Required action: Give all of the records again. Match them exactly.

Data listing:
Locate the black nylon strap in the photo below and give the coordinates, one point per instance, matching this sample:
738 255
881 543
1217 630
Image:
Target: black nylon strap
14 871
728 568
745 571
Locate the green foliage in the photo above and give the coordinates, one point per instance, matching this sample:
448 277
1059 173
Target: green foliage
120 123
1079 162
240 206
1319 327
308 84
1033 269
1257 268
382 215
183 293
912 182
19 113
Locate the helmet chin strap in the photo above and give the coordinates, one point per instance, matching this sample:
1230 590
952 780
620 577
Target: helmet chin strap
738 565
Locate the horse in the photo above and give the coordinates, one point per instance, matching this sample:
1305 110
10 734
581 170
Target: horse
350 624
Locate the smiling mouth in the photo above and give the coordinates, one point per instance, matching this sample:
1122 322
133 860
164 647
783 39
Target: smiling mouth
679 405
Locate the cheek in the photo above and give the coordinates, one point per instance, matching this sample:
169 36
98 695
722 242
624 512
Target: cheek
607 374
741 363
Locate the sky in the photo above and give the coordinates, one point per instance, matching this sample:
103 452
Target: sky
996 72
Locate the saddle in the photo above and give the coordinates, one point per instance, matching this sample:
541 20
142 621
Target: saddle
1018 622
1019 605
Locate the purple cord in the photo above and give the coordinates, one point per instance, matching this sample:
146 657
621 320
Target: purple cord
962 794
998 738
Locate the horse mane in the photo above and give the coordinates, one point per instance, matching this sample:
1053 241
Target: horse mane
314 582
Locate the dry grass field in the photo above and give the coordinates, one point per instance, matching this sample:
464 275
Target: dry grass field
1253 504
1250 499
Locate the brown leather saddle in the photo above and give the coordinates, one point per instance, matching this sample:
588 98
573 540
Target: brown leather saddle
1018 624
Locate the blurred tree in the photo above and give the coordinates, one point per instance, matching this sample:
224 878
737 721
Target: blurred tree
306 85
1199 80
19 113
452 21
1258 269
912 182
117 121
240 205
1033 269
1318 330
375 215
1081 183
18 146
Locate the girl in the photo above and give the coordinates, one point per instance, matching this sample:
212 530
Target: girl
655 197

Answer for this exercise:
Locate the black nylon strap in the photo below and give the coordinates, one point per instance, matching this sample:
738 255
881 543
1217 630
Image:
Target: black nylon strap
14 871
728 568
745 571
Locate the green foliage in the photo above and give the coordinates, one point per instance, matching this sample:
448 277
1059 173
Target: green foliage
120 123
1079 162
240 206
1319 327
308 84
1033 269
1257 268
382 215
183 293
912 182
19 113
Locate the helmet chin strap in the photo above and give the coordinates, one point per instance, matching this sample:
1230 590
952 780
620 577
Target: helmet chin strap
738 565
Locate the horse in the photo above and give the coordinates, one point per instance, matching this sample:
1305 110
10 734
581 170
Target: horse
350 624
Locate the smiling mouth in the photo above and give the coordinates, one point per instance, matching this sample:
1122 322
133 860
164 647
783 39
Target: smiling mouth
679 405
Locate the cheek in the photo above and give the coordinates, one point per instance, matching this sample:
169 36
98 695
722 242
624 512
Target: cheek
607 374
741 363
Locate the sky in the photo above and give the coordinates, one point per instance, matching this sample:
103 452
Target: sky
996 72
Locate the saddle in the photo above and give the coordinates, one point per instance, matching this sample:
541 20
142 621
Target: saddle
1018 622
1019 605
Locate the purple cord in the photo above and give the coordinates, one point per instance, matching this sample:
146 657
621 320
Target: purple cord
962 794
998 738
Locate the horse mane in the photo above and give the coordinates, one point per instance, matching this sample:
1053 241
Target: horse mane
314 582
Locate the dry grass field in the photo above and give the coordinates, one point per instance, matching this sample:
464 275
Target: dry grass field
1253 504
1250 499
Locate the brown leather saddle in the photo above and give the coordinates, one point per instance, matching this sample:
588 98
573 540
Target: brown leather saddle
1018 624
Locate the blurred tree in the photo above and give the coordinates, one point per instance, matching this sample:
224 878
737 721
Target: blurred tree
306 85
1199 80
19 113
452 21
1258 269
912 182
117 121
240 205
1033 269
1318 330
375 215
1081 183
18 146
Locate the girl in the photo above and give the coordinates, one point per instance, matching this sample:
212 530
Target: girl
655 197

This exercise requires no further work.